Exercise prompt —
Update everything from the line that contains "pine tree is located." down to the line that contains "0,0,665,1000", both included, by replacing "outline" with "mark" and changing nothing else. Give back only those lines.

== Source data

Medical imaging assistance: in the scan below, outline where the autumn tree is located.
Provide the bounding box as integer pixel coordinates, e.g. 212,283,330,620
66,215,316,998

====
== Source data

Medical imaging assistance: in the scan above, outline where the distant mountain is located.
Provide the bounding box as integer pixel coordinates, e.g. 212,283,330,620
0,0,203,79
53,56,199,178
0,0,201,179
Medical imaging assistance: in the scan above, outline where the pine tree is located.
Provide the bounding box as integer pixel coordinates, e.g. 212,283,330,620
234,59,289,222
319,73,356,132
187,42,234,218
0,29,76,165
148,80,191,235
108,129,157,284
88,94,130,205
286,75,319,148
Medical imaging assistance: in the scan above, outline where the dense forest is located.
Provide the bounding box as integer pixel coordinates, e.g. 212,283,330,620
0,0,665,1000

====

Output for this exercise —
Medical imaging assistance: in the scan above, mark where the pine tree is located.
Provide the bounding box as integer pixel coordinates, e.g. 212,283,330,620
234,59,289,222
319,73,356,132
187,42,234,218
0,29,76,165
148,80,191,235
108,129,157,284
88,94,130,205
286,75,319,148
Medical imaging assistance: in the scan above, mark where the dense forest is located.
Provide the bounding box as integer pixel coordinates, e.g. 212,283,330,620
0,0,665,1000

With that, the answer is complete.